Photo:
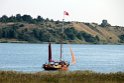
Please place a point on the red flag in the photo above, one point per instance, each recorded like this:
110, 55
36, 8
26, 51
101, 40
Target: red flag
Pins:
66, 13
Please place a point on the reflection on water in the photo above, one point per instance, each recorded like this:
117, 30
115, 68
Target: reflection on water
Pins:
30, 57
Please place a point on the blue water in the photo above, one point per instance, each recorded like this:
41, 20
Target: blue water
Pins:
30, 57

=======

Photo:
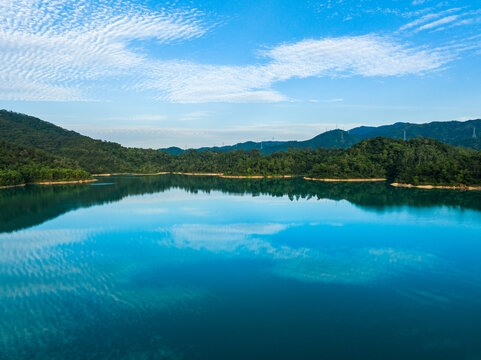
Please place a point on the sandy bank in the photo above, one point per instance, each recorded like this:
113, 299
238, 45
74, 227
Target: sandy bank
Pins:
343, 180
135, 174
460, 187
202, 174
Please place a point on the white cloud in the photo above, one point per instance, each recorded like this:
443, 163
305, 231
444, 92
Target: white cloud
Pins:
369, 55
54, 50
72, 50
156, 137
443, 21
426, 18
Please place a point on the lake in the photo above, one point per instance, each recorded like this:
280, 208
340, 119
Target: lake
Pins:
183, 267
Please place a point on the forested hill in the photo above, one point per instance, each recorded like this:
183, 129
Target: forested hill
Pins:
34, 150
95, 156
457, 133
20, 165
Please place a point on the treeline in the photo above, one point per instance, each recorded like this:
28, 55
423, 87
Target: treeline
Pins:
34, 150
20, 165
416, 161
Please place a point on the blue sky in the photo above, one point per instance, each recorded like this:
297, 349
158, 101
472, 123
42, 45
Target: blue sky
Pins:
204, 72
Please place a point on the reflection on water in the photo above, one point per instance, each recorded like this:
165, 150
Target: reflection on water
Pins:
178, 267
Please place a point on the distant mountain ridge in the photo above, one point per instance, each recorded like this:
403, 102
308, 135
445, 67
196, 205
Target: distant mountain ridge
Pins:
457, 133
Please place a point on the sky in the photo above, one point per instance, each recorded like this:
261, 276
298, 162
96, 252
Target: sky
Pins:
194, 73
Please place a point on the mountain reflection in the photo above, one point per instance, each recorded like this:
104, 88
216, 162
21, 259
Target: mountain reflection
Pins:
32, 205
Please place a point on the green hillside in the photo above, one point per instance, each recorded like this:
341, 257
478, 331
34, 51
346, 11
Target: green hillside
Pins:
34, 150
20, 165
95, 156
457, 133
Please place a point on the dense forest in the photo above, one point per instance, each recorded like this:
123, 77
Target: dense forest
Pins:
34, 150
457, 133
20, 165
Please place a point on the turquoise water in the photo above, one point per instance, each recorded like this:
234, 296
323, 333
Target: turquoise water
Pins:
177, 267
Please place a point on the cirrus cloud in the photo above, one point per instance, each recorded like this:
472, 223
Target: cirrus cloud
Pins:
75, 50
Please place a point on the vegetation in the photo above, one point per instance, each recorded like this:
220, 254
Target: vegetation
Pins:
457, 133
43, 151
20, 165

=======

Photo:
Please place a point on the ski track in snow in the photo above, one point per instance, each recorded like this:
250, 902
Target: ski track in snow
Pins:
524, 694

=======

Exercise brief
List every line in the entries above that contains the string "hillside", matching uppercase and lowercase exactly.

Result of this exercise
Please place a point on the green hillside in the photo above, one point per instance, each recorded like this:
Target: green hillside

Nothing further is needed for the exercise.